_What to do_:
Render every one of the records below as a Markdown table with the columns "Row" and "Line," giving each line its own numbered row and omitting blank lines.
########
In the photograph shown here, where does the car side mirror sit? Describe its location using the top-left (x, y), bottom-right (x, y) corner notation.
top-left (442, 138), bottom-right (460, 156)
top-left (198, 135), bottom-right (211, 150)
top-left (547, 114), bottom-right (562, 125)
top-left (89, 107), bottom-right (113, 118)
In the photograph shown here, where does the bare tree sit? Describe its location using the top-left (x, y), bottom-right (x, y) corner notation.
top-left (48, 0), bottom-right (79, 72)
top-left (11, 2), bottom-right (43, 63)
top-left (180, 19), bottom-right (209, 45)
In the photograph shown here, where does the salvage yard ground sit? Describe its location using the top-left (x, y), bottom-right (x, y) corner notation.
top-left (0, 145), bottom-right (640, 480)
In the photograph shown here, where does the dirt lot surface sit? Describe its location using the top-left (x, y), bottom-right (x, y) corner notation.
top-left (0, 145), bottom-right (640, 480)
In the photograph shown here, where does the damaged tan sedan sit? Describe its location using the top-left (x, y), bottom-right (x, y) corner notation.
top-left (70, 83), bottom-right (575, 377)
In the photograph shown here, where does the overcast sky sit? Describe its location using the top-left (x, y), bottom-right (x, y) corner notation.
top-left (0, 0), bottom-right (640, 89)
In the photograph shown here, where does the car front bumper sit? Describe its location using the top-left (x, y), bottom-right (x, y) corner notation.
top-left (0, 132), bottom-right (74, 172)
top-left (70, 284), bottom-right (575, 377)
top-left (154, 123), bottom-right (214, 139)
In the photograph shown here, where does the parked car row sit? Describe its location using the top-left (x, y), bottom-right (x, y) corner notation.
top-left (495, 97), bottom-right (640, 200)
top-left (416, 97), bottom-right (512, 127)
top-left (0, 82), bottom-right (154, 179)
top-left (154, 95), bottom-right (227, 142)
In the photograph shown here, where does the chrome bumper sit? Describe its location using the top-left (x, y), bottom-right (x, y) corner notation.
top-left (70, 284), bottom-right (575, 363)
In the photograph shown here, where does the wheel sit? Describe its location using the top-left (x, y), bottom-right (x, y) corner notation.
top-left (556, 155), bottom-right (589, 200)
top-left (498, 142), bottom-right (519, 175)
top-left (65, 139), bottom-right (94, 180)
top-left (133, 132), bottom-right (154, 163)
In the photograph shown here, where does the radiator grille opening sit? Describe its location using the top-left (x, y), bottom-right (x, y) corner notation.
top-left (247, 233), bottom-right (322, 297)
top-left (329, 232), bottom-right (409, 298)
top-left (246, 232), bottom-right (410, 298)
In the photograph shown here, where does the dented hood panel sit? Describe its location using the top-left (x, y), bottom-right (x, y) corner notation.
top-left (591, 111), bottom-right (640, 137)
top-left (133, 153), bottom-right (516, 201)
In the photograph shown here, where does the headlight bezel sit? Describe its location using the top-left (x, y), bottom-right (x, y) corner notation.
########
_Exercise answer_:
| Row | Line |
|---|---|
| 1 | In the photograph shown here, where does the car side mirror sit? Describe its location using the top-left (x, y), bottom-right (x, y) corner notation. |
| 2 | top-left (442, 138), bottom-right (460, 156) |
| 3 | top-left (198, 135), bottom-right (211, 150) |
| 4 | top-left (547, 114), bottom-right (562, 125) |
| 5 | top-left (89, 107), bottom-right (113, 118) |
| 6 | In the photograph shown here, where does the bare tree sit? Describe its location using the top-left (x, y), bottom-right (x, y) corner notation. |
| 7 | top-left (48, 0), bottom-right (79, 72) |
| 8 | top-left (11, 2), bottom-right (43, 63) |
| 9 | top-left (180, 19), bottom-right (209, 45) |
| 10 | In the photograph shown here, where does the salvage yard ground sit? Describe its location using the top-left (x, y), bottom-right (x, y) corner notation. |
| 11 | top-left (0, 145), bottom-right (640, 480) |
| 12 | In the photograph shown here, where does the dirt lot surface sit? Describe its location using the top-left (x, y), bottom-right (x, y) corner notation. |
| 13 | top-left (0, 145), bottom-right (640, 480) |
| 14 | In the photograph shown here, where does the damaged tan sedan sit? Describe its location using the top-left (x, y), bottom-right (x, y) corner notation. |
| 15 | top-left (70, 83), bottom-right (575, 377) |
| 16 | In the photograph shown here, where does the overcast sky sit? Describe its location using the top-left (x, y), bottom-right (x, y) corner notation. |
| 17 | top-left (0, 0), bottom-right (640, 89) |
| 18 | In the photograph shown here, where does the car front bumper sit? Describe its location using the top-left (x, y), bottom-right (x, y) corner notation. |
| 19 | top-left (0, 132), bottom-right (74, 172) |
| 20 | top-left (70, 284), bottom-right (575, 377) |
| 21 | top-left (154, 123), bottom-right (214, 139) |
| 22 | In the photograph shown here, where does the parked car row sit? Describe its location using the top-left (x, y), bottom-right (x, y) corner notation. |
| 23 | top-left (495, 97), bottom-right (640, 200) |
| 24 | top-left (416, 97), bottom-right (512, 127) |
| 25 | top-left (0, 82), bottom-right (154, 179) |
| 26 | top-left (154, 95), bottom-right (227, 142) |
| 27 | In the photograph shown here, where does the chrome bumper sit? Describe its location using the top-left (x, y), bottom-right (x, y) corner notation. |
| 28 | top-left (70, 284), bottom-right (575, 363) |
| 29 | In the photograph shown here, where does the wheel sit? Describe its location using the top-left (x, y), bottom-right (x, y) corner notation. |
| 30 | top-left (556, 155), bottom-right (589, 200) |
| 31 | top-left (498, 142), bottom-right (519, 175) |
| 32 | top-left (65, 139), bottom-right (94, 180) |
| 33 | top-left (133, 132), bottom-right (154, 163) |
| 34 | In the photograph shown here, where does the radiator grille opening sit? Describe its location using the top-left (x, y), bottom-right (x, y) corner notation. |
| 35 | top-left (247, 233), bottom-right (322, 297) |
| 36 | top-left (329, 232), bottom-right (409, 298) |
| 37 | top-left (246, 232), bottom-right (410, 298) |
| 38 | In the photograph shown here, where does the dented hood panel sit? Describe its location using the top-left (x, y), bottom-right (x, y) corner notation. |
| 39 | top-left (591, 111), bottom-right (640, 137) |
| 40 | top-left (133, 153), bottom-right (516, 201) |
| 41 | In the photograph shown here, where does the headlight bezel sit? Describe its location using the top-left (x, y), bottom-right (x, y) corner notation. |